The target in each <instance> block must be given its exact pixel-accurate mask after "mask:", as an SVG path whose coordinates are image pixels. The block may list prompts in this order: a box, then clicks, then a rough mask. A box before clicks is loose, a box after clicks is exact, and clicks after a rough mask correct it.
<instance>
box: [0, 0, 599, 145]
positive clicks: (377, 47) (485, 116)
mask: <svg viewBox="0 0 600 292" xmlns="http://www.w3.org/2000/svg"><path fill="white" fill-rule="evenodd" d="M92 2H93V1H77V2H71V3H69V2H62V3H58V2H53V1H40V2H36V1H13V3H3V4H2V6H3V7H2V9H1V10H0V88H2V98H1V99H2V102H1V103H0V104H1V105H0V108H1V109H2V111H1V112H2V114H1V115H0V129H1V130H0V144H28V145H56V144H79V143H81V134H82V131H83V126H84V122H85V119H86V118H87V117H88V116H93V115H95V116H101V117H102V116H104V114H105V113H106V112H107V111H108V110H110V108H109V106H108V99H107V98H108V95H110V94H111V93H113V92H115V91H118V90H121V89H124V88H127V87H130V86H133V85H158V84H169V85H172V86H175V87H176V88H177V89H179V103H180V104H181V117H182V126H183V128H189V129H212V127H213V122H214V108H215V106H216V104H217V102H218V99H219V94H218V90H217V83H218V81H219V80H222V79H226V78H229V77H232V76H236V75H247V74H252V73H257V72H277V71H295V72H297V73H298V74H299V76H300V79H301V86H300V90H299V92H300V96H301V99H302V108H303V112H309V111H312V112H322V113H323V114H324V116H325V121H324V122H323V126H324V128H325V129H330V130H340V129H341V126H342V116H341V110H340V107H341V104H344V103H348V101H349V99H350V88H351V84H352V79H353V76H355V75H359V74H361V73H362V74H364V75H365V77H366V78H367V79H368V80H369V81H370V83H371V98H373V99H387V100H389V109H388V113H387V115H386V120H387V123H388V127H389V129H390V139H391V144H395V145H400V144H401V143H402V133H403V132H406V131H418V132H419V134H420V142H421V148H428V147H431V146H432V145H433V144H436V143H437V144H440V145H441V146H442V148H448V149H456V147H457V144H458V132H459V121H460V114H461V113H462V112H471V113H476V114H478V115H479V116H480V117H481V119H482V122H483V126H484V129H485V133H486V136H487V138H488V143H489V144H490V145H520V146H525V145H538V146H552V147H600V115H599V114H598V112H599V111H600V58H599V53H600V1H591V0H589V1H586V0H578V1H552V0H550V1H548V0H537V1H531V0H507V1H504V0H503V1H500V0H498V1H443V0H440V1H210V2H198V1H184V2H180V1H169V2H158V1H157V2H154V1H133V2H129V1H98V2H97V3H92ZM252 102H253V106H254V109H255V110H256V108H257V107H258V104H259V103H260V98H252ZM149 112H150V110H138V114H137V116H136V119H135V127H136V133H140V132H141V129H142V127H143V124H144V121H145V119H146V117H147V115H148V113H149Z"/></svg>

.....

**What this task involves**.
Output every entry exactly as given.

**Answer section**.
The target in each <instance> block must be given its exact pixel-accurate mask after "mask:", as an SVG path whose coordinates are image pixels. The block may list prompts in this order: a box, then clicks, then a rough mask. A box before clicks is loose, a box after clicks is exact, and clicks after a rough mask correct it.
<instance>
box: [0, 0, 599, 145]
positive clicks: (377, 47) (485, 116)
mask: <svg viewBox="0 0 600 292" xmlns="http://www.w3.org/2000/svg"><path fill="white" fill-rule="evenodd" d="M92 2H93V1H77V2H71V3H69V2H62V3H58V2H53V1H40V2H36V1H13V3H3V4H2V6H3V7H2V9H1V10H0V88H2V98H1V99H2V102H1V103H0V104H1V105H0V108H1V109H2V111H1V112H2V114H1V115H0V129H1V130H0V144H28V145H56V144H79V143H81V134H82V131H83V126H84V122H85V119H86V118H87V117H88V116H93V115H95V116H101V117H102V116H104V114H105V113H106V112H107V111H108V110H110V108H109V106H108V99H107V98H108V95H110V94H111V93H113V92H115V91H118V90H121V89H124V88H127V87H130V86H133V85H158V84H169V85H172V86H175V87H176V88H177V89H179V103H180V104H181V117H182V126H183V128H189V129H212V127H213V122H214V108H215V106H216V104H217V102H218V99H219V94H218V90H217V83H218V81H219V80H222V79H226V78H229V77H232V76H236V75H247V74H252V73H257V72H277V71H295V72H297V73H298V74H299V76H300V79H301V86H300V90H299V92H300V96H301V99H302V108H303V112H309V111H312V112H322V113H323V114H324V116H325V121H324V122H323V126H324V128H325V129H330V130H340V129H341V126H342V116H341V110H340V107H341V104H344V103H348V101H349V99H350V88H351V84H352V79H353V76H355V75H359V74H361V73H362V74H364V75H365V77H366V78H367V79H368V80H369V81H370V83H371V98H373V99H387V100H389V109H388V113H387V115H386V120H387V123H388V127H389V129H390V139H391V144H395V145H400V144H401V143H402V133H403V132H406V131H418V132H419V134H420V142H421V148H428V147H431V146H432V145H433V144H436V143H437V144H440V145H441V146H442V148H448V149H456V147H457V144H458V132H459V121H460V114H461V113H462V112H471V113H476V114H478V115H479V116H480V117H481V119H482V122H483V126H484V129H485V133H486V136H487V138H488V143H489V144H490V145H520V146H525V145H538V146H552V147H600V115H599V114H598V112H599V111H600V58H599V53H600V1H591V0H589V1H586V0H578V1H552V0H550V1H548V0H537V1H531V0H507V1H504V0H503V1H500V0H498V1H443V0H440V1H210V2H198V1H184V2H180V1H169V2H158V1H157V2H154V1H133V2H129V1H98V2H97V3H92ZM252 102H253V106H254V109H255V110H256V108H257V107H258V104H259V103H260V98H252ZM149 112H150V110H138V114H137V116H136V119H135V127H136V133H140V132H141V129H142V127H143V124H144V121H145V119H146V117H147V115H148V113H149Z"/></svg>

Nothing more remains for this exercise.